Selected extract:
= = = = = = =
Backing Vocals – Scarlett Wilde
Bass – Paul Cooper 
Drums, Percussion – Jonathan Atkinson
Guitar – Neil Jones
Guitar, Keyboards, Backing Vocals – Ricky Wilde
Keyboards, Piano – Steve Power 
Vocals - Kim Wilde


“Hang on”, I hear you cry, “Kim Wilde? Isn’t that a bit… pop?” And you may be right, but wait until you get into the review for more details. After all, this is a woman who is – at least in part – responsible for this site actually existing.

No “Kids in America” may have meant an early end for Lawnmower Deth. Sadly, they continued, much to the disappointment of the music community. As such, I got talking to one Sean Merrigan on their facebook page a few years ago. A conversation that resulted in me meeting James Costin, and registering this domain name, and gathering more Crew members, and… you get the picture. So Ms Wilde is metal, in my book, or at least “guilt” (sic) by association.

The fact that she’s since gone on to perform the aforementioned track live with Lawnmower Deth and record a Christmas single with them proves that she’s not a one-trick pop pony, rather someone who’s open to trying new things. With Here Come The Aliens, her first full album of original material released in the UK since 1995 if you can believe that, she proves it even more.

Opener “1969” is basically the title track with the chorus referencing the album name. Honestly, if this isn’t a rock track then I don’t know what is. Pounding drums, solid rhythm guitars, great backing rhythms… honestly, Halestorm could have written this and just let Kim guest on vocals while Lzzy concentrated on the guitar.
= = = = = = =
Data excerpt:
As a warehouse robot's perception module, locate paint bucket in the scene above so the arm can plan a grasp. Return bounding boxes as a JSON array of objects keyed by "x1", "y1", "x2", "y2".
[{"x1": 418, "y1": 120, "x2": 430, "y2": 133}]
= = = = = = =
Challenge:
Put this sentence from the Kim Wilde album review into Spanish: "Honestly, if this isn't a rock track then I don't know what is."

Result of this exercise:
Sinceramente, si esto no es una canción de rock, entonces no sé qué lo es.